____ Исходный текст

Не догадывались аристократы и интеллигенты, которые хлопотали о постройке, что храм в Петербурге – единственная в Европе буддийская святыня, посвященная тайному учению Калачакры, ядром которой является легенда о Шамбале.

«Ни один теософ не был так одержим идеей тайной тибетской утопии под названием Шамбала, как русский визионер и мистик Николай Константинович Рерих»[102], – пишет современный американский автор Майкл Макри. В книге «Осада Шангри-Ла: поиски священного тайного рая Тибета» он даже утверждает, что храм в Санкт-Петербурге был «буддийско-теософским»[103]. Вроде бы это не так. Но без поддержки российских теософов и оккультистов этот комплекс вряд ли был бы построен.

3

В рецензии на книгу Дональда С. Лопеса «Узники Шангри-Ла» профессор американского Уильямс-колледжа Джордж Дрейфус пишет: «…Тибет долгое время был объектом западной фантазии, и именно это в значительной степени объясняет его особое влияние на современный Запад. Для Лопеса Тибет, как его понимают на Западе, – это не столько страна со своей собственной историей и социокультурными установками, сколько конструкция, мифическая гиперреальность, созданная западными людьми и для них самих»[104].

Голливудская Шангри-Ла, в честь которой называют поместья и казино, – заманчивая мечта западного человека. Но мы же помним, что это всего лишь переделанное название настоящего восточного топонима, загадочной и райской страны Шамбалы. Споры о ее географическом местоположении ведутся много столетий. Столь же долго ведутся споры о Шамбале как о философском понятии, причем имеющем несколько значений.

Первые сообщения о Шамбале принесли в Европу португальские монахи-миссионеры, побывавшие в Тибете. В 1625 году они услышали о ней во время приема у правителя Бутана, имея намерение идти в Лхасу. Расположенная будто бы где-то в Тибете или Гималаях, эта секретная территория считалась местом, откуда, по буддийской легенде, придет 25-й царь Шамбалы и очистит мир от неверных. В этот момент состоится решающая битва между силами добра, исповедующими буддизм, и силами зла – их противниками. В схватке, руководить которой будет царь Шамбалы Ригден Джампо, добро победит окончательно и бесповоротно. После этого грядет Будда Будущего – Майтрейи, концепция вполне сродни Второму пришествию христианского Мессии.

________
____ Исходные данные

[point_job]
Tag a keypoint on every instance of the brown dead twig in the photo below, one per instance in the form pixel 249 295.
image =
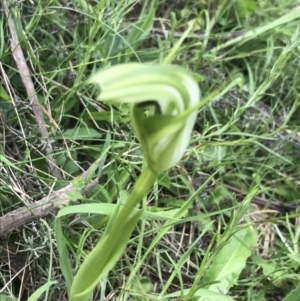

________

# Задание 1:
Ответьте по тексту о Шамбале:
(a) Как называется книга Майкла Макри?
(b) В каком году и у какого правителя португальские монахи-миссионеры услышали о Шамбале?
(c) Кто и в каком учебном заведении написал рецензию на книгу Дональда С. Лопеса «Узники Шангри-Ла»?
# Задание 2:
Соответствуют ли эти утверждения тексту о Шамбале? Ответьте «да» или «нет» и приведите решающие слова текста.
(a) Храм в Петербурге посвящен тайному учению Калачакры.
(b) Португальские монахи впервые услышали о Шамбале в Лхасе.
(c) Решающей битвой между силами добра и зла будет руководить Будда Будущего Майтрейя.
# Задание 3:
Продолжите текст о Шамбале с того места, где он заканчивается.

# Правильный ответ 1:
(a) «Осада Шангри-Ла: поиски священного тайного рая Тибета».
(b) В 1625 году, во время приема у правителя Бутана.
(c) Джордж Дрейфус, профессор американского Уильямс-колледжа.

# Правильный ответ 2:
(a) Да: «храм в Петербурге – единственная в Европе буддийская святыня, посвященная тайному учению Калачакры».
(b) Нет: «В 1625 году они услышали о ней во время приема у правителя Бутана, имея намерение идти в Лхасу».
(c) Нет: «В схватке, руководить которой будет царь Шамбалы Ригден Джампо, добро победит окончательно и бесповоротно».

# Правильный ответ 3:
Происхождение мифа о Шамбале относится к X веку. Легенда о потаенной территории оказалась столь популярна, что в тибетских монастырях стали создавать многочисленные путеводители в загадочную благоденствующую страну.

Традиция напрямую связывает учение о Шамбале с культом живого бога Тибета Таши-ламы, вечного политического конкурента и соперника Далай-ламы, который тоже считается живым богом.

Таши-ламой I (или Панчен-ламой I) являлся родившийся в 1570 году человек по имени Ловсан-Чойчжи-Чжалцан, признанный реинкарнацией Будды Амиды (Будды милосердия). В четырнадцать лет он принял духовный сан, а уже к тридцати годам стал настоятелем монастыря Ташилунпо. С названием этого монастыря связывают и происхождение имени живого бога – Таши-лама, взятого из первых его слогов.

Таши-лама считается сердцем и высшим духовным авторитетом Тибета. С именем Таши-ламы III (1505–1568) связывают написание семитомного сочинения, в котором впервые появляется пророчество о грядущей мистической войне Шамбалы.

Немудрено, что в ситуации постоянного противопоставления Далай-лам и Таши-лам изобретенная последними Шамбала превратилась в предмет политических спекуляций. Поэтому под этим названием в разные времена подразумевались разные края. В дореволюционную эпоху по буддийским общинам Тибета и Монголии бродила легенда о белой северной Шамбале – в ее чертах несложно было угадать Российскую империю. Октябрь 1917 года пришел в Центральную Азию с вестью о красной большевистской Шамбале – Советской России. А в годы экспансии Японии в Китае Шамбала олицетворяла Страну Восходящего Солнца.

Не менее важно, что в понимании некоторых школ буддизма Шамбала – особая субстанция в мистическом пространстве. И физическое попадание в нее невозможно. Такая проекция внутренней реальности доступна лишь совершенным подвижникам и аскетам. Достижение Шамбалы – результат самоотверженной духовной практики, экзотических древних техник йоги и даже воздействия субстратов токсичных наркотических злаков и грибов.

4

В 1966 году советский журнал «Наука и религия» опубликовал в № 10 и 11 удивительную статью. Это была переводческая компиляция французского текста под названием «Какому богу поклонялся Гитлер?». Фактически она являлась выжимкой из книги французских авторов Луи Повеля и Жака Бержье «Утро магов». Обилие невероятных фактов ошеломляло и даже сбивало с толку. Ажиотаж подогревала и апелляция авторов книги к показаниям на Нюрнбергском процессе.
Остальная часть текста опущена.